ACTIVITY
The result should be an exact copy of only the lines from the one with "Target: tire track in dirt" through the last line of the data below, with pictures omitted.

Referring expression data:
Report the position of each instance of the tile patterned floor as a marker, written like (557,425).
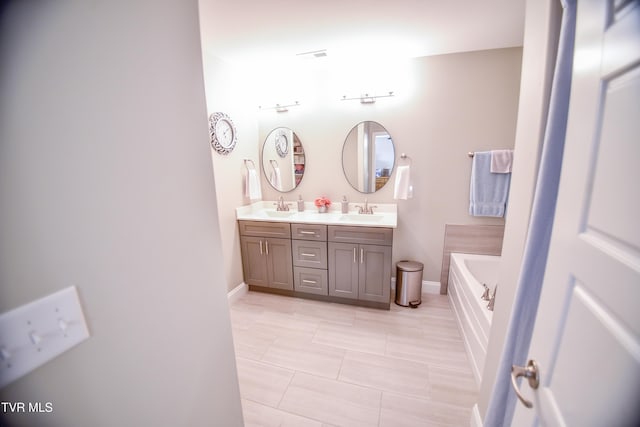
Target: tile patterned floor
(309,363)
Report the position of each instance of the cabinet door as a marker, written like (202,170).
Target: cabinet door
(343,270)
(374,283)
(254,261)
(279,264)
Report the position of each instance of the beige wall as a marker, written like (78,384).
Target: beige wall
(541,32)
(227,91)
(106,184)
(459,103)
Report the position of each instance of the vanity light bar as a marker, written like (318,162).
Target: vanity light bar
(366,98)
(280,108)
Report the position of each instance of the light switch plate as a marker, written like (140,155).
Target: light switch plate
(37,332)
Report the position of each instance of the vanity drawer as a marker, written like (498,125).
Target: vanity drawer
(310,281)
(309,254)
(309,232)
(265,229)
(365,235)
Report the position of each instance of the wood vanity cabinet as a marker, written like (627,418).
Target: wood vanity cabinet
(309,247)
(266,254)
(360,263)
(329,262)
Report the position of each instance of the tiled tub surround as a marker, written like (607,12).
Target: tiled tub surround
(310,363)
(469,239)
(467,274)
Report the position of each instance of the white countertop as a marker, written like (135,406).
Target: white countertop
(385,214)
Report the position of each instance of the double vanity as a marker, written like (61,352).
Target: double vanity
(327,256)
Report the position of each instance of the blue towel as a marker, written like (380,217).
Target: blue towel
(488,191)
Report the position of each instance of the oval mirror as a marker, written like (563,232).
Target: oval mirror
(368,157)
(283,160)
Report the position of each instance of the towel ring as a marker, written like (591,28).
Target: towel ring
(406,159)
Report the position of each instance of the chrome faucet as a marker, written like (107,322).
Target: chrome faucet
(281,205)
(366,209)
(492,301)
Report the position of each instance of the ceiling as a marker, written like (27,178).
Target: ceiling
(256,30)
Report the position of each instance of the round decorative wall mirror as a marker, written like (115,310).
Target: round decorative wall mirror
(283,159)
(368,157)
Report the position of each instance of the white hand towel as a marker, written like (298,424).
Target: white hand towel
(501,161)
(275,179)
(403,189)
(252,187)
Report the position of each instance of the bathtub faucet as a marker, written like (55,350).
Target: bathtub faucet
(492,301)
(485,295)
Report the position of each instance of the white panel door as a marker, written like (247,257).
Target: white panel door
(586,340)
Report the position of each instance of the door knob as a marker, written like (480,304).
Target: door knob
(530,372)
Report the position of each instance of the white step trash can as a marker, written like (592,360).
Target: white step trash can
(409,283)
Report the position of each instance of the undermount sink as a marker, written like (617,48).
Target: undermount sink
(362,217)
(279,214)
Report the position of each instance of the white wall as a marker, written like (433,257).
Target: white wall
(106,184)
(445,107)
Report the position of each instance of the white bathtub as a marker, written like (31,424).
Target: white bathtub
(467,273)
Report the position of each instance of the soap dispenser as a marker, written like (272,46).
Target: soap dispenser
(345,205)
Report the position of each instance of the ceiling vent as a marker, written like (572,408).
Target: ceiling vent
(313,54)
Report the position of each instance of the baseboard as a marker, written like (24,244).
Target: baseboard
(234,294)
(428,287)
(475,420)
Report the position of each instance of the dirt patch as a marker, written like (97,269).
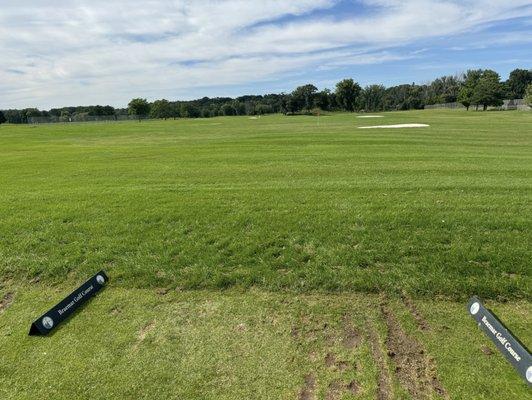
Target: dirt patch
(142,334)
(395,126)
(384,384)
(332,362)
(307,391)
(414,370)
(486,350)
(353,387)
(115,311)
(351,337)
(334,391)
(420,320)
(6,301)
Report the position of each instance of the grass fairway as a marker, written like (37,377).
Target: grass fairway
(341,252)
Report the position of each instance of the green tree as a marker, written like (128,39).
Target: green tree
(161,109)
(517,82)
(528,95)
(488,91)
(139,107)
(347,92)
(228,109)
(189,110)
(372,98)
(302,97)
(466,92)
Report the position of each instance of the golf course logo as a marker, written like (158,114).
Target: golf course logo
(100,279)
(60,312)
(48,322)
(474,308)
(513,350)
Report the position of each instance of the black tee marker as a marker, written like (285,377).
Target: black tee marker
(57,314)
(512,349)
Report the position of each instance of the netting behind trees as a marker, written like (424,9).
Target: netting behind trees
(82,118)
(516,104)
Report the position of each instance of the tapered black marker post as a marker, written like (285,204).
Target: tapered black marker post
(57,314)
(512,349)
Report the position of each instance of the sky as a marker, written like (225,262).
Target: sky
(58,53)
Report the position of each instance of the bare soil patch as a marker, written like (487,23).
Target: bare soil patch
(415,371)
(384,386)
(395,126)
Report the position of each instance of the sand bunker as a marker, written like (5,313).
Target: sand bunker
(394,126)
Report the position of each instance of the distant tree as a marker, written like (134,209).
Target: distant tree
(528,95)
(139,107)
(190,110)
(517,83)
(324,100)
(404,97)
(443,90)
(466,92)
(161,109)
(488,91)
(347,92)
(228,109)
(302,98)
(372,98)
(29,113)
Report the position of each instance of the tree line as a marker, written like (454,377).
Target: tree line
(478,88)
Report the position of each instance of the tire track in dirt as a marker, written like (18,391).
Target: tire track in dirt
(384,381)
(415,371)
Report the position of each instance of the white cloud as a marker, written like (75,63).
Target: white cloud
(58,52)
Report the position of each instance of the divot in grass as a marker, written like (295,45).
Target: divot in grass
(415,371)
(6,301)
(307,391)
(142,334)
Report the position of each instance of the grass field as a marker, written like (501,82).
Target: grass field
(341,252)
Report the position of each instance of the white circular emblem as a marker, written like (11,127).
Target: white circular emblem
(474,308)
(48,322)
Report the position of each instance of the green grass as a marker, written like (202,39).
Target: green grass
(275,258)
(135,343)
(277,203)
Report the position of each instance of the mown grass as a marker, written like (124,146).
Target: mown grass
(277,203)
(143,344)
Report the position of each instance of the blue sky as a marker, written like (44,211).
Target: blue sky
(77,52)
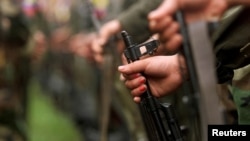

REPLY
Target: tire track in dirt
(384,381)
(415,371)
Report the position of each instance of the white cloud as a marker, written like (75,63).
Target: white cloud
(58,52)
Report the position of each instance of the divot in grass as a marker, written like (295,45).
Target: divot in grass
(415,371)
(6,301)
(307,391)
(142,334)
Report the position of each instance of the grass field as a marker, written like (501,82).
Target: grass field
(341,252)
Report the position of each instance of the white circular emblem as a marker, written like (11,127).
Target: white circular emblem
(474,308)
(48,322)
Report the position of each instance of the green grass as a marker, written like (202,39).
Target: green grass
(275,258)
(135,343)
(277,203)
Report the position of each instance of the mown grass as a marker, written like (124,146).
Target: mown grass
(277,203)
(143,344)
Report the position of each instance of the blue sky as a marker, written like (44,211).
Target: blue sky
(77,52)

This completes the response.